* PASSAGE TO READ:
-- Opening Marker --

Scientists at the Arizona State University have developed a reader that can discriminate between DNA’s four Nitrogenous bases, namely Adenine, Guanine, Cytosine and Thiamine. The detailed paper is to be published in Nano Letters and is entitled “Electronic Signatures of all Four DNA Nucleosides in a Tunnelling Gap.” The research was headed by ASU Regents’ professor Stuart Lindsay, Ph.D.

The team had earlier (2008) demonstrated the capability of reading individual DNA sequences but in order to do so they had to use four separate readers, each designed to recognize and record the presence of one of the four bases. Subsequently they fed DNA sequences through a Carbon nanotube and used scanning tunnelling and atomic force microscopy to make measurements. The microscopes have electrodes at the tips and these are held close to the DNA sample. Fluctuations in current are correlated to the presence of specific bases.

The latest invention modifies the same principle. Only in this case there are two electrodes one at the end of a microscope probe and the other on the surface, acting like a pair of charged tweezers. The ends of each are chemically modified to catch hold of the DNA between them. The beauty of the method is the gap between the electrodes is adjusted in such a way that when a single base of the DNA passes through 2.5 nanometer gap between 2 gold electrodes, it sticks on there and the fluctuation in current (a small increase in this case) is recorded. The accuracy is so adjusted that if the gap was any bigger, then smaller bases would not be captured and conversely if it were any larger then molecules could bind in varied configurations and the resultant signal would be highly confused. The reader strikes a balance to give just the right gap required to measure and identify each individual base. Each of the chemical bases of the DNA genetic code gives a unique electrical signature as they pass between the gap in the electrodes.

“What we did was to narrow the number of types of bound configurations to just one per DNA base,” Dr. Lindsay explains. “The beauty of the approach is that all the four bases just fit the 2.5 nanometer gap, so it is one size fits all but only just so!”

“We’ve now made a generic DNA sequence reader and are the first group to report the detection of all four DNA bases in one tunnel gap,” according to Dr. Lindsay. “Also, the control experiments show that there is a certain (poor) level of discrimination with even bare electrodes (the control experiments) and this is in itself a first, too.

“We were quite surprised about binding to bare electrodes because, like many physicists, we had always assumed that the bases would just tumble through. But actually, any surface chemist will tell you that the bases have weak chemical interactions with metal surfaces.”

Next, Lindsay’s group is hard at work trying to adapt the reader to work in water-based solutions, a critically practical step for DNA sequencing applications.

-- Closing Marker --

* DATA FOR REVIEW:
-- Opening Marker --

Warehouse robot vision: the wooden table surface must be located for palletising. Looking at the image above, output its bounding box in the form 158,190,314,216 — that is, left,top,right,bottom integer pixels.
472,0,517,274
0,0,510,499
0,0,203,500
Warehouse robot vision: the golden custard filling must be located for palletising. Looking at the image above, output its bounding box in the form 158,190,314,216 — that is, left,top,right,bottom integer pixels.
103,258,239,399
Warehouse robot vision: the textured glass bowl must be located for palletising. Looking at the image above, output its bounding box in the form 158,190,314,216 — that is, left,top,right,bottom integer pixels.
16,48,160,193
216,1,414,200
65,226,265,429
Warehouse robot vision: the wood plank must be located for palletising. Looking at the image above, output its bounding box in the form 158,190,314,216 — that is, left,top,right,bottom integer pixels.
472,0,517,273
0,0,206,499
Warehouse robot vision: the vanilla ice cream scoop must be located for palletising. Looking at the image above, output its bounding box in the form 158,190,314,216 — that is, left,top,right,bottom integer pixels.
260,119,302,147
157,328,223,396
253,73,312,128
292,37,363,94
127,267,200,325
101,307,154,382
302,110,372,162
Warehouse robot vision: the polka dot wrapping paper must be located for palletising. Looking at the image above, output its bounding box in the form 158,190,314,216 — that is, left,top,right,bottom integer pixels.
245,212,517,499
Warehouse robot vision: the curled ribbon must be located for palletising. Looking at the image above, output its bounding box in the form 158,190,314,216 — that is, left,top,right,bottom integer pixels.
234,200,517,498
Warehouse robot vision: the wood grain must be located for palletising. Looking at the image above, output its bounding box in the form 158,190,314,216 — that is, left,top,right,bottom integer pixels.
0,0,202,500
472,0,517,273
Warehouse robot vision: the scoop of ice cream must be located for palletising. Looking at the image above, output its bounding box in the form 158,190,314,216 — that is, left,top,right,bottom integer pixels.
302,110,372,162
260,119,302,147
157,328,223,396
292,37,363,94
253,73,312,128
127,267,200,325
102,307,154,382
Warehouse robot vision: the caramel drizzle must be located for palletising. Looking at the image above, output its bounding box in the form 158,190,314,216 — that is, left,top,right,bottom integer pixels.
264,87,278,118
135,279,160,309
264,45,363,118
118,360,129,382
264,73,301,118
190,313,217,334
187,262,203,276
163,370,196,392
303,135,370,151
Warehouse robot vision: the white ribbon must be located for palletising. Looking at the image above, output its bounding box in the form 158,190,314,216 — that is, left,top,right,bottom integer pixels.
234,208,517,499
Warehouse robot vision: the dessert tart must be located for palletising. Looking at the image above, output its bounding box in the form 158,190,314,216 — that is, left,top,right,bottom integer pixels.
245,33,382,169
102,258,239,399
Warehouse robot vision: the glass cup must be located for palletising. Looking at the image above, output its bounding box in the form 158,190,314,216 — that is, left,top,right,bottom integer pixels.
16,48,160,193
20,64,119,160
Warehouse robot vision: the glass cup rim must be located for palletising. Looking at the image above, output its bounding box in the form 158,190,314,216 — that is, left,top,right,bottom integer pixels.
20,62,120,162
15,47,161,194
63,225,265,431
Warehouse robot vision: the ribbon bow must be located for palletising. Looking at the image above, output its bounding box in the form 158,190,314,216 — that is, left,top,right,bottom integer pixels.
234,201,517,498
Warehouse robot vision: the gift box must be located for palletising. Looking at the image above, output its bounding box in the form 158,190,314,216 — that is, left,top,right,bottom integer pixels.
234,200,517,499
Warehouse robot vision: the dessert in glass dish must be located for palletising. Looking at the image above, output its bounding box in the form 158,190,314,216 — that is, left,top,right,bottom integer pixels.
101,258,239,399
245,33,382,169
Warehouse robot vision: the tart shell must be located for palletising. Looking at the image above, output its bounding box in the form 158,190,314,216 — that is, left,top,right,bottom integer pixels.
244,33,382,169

-- Closing Marker --

* WHAT YOU HAVE TO DO: In the text about the DNA sequence reader, how wide is the gap between the two gold electrodes that each base passes through?

* ANSWER TO THIS EXERCISE: 2.5 nanometers.